Request: Could you reproduce, character for character, the material from the line containing "If you could point out the white jersey" through the very last line, and nothing else?

-- begin --

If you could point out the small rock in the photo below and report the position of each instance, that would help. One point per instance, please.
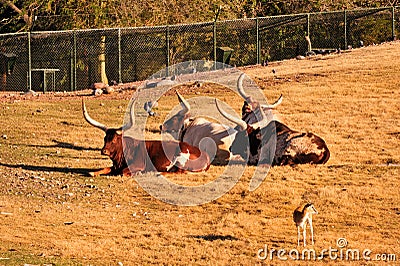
(30, 92)
(97, 92)
(108, 90)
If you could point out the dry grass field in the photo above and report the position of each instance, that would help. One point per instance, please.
(52, 213)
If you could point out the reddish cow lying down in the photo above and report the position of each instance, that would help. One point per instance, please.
(130, 155)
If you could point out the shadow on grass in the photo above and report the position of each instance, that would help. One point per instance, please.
(38, 168)
(213, 237)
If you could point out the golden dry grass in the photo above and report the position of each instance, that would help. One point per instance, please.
(52, 213)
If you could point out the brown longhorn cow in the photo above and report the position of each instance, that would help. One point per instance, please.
(292, 147)
(214, 138)
(130, 155)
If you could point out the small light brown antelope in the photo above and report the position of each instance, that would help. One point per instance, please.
(301, 216)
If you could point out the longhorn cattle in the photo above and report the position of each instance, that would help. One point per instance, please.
(130, 155)
(292, 147)
(214, 138)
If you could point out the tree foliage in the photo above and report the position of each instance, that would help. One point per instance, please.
(18, 15)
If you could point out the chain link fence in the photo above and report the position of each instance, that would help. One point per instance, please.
(73, 60)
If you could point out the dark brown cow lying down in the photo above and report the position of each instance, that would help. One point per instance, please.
(292, 147)
(130, 155)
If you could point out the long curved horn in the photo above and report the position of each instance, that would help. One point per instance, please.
(240, 86)
(91, 120)
(274, 105)
(238, 121)
(184, 103)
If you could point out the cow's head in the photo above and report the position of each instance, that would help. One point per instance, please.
(253, 129)
(113, 139)
(176, 122)
(250, 105)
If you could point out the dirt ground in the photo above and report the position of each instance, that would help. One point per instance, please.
(53, 213)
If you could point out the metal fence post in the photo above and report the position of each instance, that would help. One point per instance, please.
(345, 29)
(258, 41)
(215, 44)
(393, 24)
(29, 62)
(167, 50)
(75, 64)
(119, 57)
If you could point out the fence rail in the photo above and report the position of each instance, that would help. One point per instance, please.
(73, 60)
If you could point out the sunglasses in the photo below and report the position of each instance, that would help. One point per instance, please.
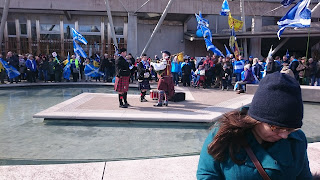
(277, 129)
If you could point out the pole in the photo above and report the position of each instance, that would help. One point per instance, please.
(4, 20)
(243, 19)
(111, 23)
(164, 14)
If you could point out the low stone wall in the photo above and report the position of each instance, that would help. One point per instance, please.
(309, 93)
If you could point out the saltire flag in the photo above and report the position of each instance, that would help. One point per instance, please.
(78, 50)
(225, 8)
(298, 16)
(227, 51)
(201, 21)
(67, 70)
(90, 70)
(77, 36)
(11, 71)
(213, 48)
(203, 24)
(116, 50)
(270, 52)
(237, 24)
(233, 44)
(287, 3)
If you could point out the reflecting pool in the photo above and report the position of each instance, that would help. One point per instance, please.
(25, 140)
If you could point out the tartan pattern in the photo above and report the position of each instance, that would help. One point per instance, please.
(144, 85)
(122, 84)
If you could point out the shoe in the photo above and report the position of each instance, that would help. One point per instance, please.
(127, 104)
(123, 106)
(143, 100)
(158, 105)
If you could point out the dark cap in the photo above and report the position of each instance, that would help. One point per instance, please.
(122, 50)
(167, 52)
(278, 101)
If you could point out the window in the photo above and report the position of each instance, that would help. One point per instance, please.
(89, 28)
(23, 29)
(118, 30)
(11, 28)
(50, 27)
(68, 31)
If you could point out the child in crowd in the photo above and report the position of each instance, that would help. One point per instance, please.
(201, 73)
(225, 74)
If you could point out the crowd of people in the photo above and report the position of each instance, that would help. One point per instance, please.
(216, 72)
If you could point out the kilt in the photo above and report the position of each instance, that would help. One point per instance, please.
(144, 85)
(166, 84)
(122, 84)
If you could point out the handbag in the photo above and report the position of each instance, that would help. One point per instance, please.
(255, 161)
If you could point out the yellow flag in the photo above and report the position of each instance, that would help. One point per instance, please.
(237, 24)
(180, 57)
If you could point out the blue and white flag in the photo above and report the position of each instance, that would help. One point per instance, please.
(67, 70)
(213, 48)
(77, 36)
(270, 52)
(203, 25)
(298, 16)
(225, 8)
(227, 51)
(287, 3)
(90, 70)
(78, 50)
(11, 71)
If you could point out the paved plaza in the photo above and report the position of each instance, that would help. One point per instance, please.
(201, 105)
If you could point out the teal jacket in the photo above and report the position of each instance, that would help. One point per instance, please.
(286, 159)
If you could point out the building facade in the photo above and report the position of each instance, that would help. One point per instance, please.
(42, 27)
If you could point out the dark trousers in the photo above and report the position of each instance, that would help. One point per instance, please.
(57, 76)
(75, 77)
(186, 80)
(31, 76)
(2, 76)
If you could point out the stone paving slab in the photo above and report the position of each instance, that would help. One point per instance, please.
(86, 171)
(100, 106)
(177, 168)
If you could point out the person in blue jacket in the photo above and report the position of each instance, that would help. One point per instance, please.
(31, 65)
(270, 127)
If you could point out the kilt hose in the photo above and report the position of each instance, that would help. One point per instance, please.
(122, 84)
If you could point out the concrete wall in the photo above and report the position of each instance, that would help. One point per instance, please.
(178, 6)
(309, 93)
(169, 37)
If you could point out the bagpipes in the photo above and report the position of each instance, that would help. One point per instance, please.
(160, 67)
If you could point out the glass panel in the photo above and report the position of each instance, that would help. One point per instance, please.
(50, 27)
(118, 30)
(11, 28)
(67, 30)
(23, 29)
(89, 28)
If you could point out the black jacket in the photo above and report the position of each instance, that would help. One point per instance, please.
(122, 67)
(141, 71)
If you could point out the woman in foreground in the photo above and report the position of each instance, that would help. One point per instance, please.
(267, 134)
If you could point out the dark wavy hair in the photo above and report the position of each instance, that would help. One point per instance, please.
(229, 139)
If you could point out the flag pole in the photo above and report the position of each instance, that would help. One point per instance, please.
(313, 9)
(4, 20)
(111, 23)
(164, 14)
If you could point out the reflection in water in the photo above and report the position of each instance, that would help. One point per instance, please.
(22, 137)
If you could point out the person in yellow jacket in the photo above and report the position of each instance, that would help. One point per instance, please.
(74, 68)
(2, 71)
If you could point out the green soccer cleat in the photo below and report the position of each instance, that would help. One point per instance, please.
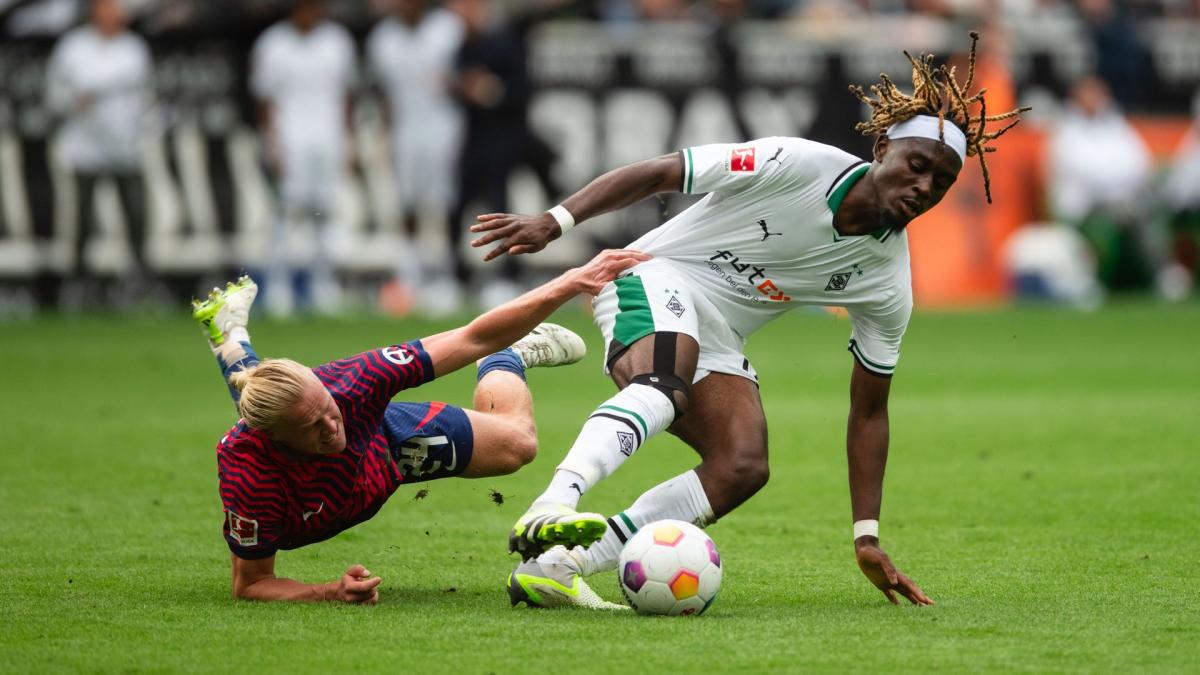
(225, 309)
(545, 526)
(550, 345)
(553, 580)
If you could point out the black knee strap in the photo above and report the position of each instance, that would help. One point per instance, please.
(667, 384)
(664, 377)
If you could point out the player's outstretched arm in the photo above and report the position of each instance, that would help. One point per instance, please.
(499, 328)
(256, 580)
(867, 451)
(610, 192)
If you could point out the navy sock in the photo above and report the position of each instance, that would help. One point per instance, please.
(505, 359)
(247, 359)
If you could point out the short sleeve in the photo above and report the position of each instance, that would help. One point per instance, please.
(733, 167)
(375, 377)
(252, 497)
(876, 334)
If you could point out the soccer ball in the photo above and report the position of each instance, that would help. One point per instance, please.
(670, 567)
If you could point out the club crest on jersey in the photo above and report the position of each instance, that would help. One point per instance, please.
(840, 280)
(742, 160)
(244, 530)
(676, 306)
(399, 356)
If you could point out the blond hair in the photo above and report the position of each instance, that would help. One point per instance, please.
(936, 91)
(269, 389)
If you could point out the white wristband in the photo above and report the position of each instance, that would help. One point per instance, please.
(564, 217)
(867, 527)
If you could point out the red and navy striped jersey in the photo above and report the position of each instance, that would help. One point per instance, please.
(276, 501)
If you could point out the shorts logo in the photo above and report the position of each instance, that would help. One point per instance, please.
(244, 530)
(627, 442)
(742, 160)
(676, 306)
(399, 356)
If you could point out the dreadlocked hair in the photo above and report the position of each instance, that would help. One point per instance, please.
(937, 93)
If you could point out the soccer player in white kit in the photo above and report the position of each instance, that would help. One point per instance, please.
(99, 81)
(301, 70)
(785, 222)
(412, 55)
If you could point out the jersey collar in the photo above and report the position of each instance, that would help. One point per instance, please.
(840, 187)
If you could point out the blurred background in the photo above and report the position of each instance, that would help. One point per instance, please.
(337, 150)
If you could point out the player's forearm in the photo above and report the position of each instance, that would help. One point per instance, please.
(867, 451)
(627, 185)
(275, 589)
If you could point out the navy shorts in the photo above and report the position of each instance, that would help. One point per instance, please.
(429, 441)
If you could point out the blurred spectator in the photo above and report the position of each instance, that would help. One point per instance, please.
(1182, 197)
(99, 83)
(1099, 179)
(412, 55)
(493, 84)
(1121, 59)
(301, 70)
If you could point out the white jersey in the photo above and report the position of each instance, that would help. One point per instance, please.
(112, 76)
(414, 66)
(762, 242)
(306, 78)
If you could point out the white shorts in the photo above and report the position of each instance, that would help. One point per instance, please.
(654, 298)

-- end --

Solution to this problem:
If you could point out the white jersey in the photo above and report the position of each instance, that would help. One point per instance, please.
(112, 76)
(414, 66)
(762, 242)
(306, 78)
If you could point out the white shorts in the photo above and report the position of each instance, that would help. One point per instance, please.
(654, 298)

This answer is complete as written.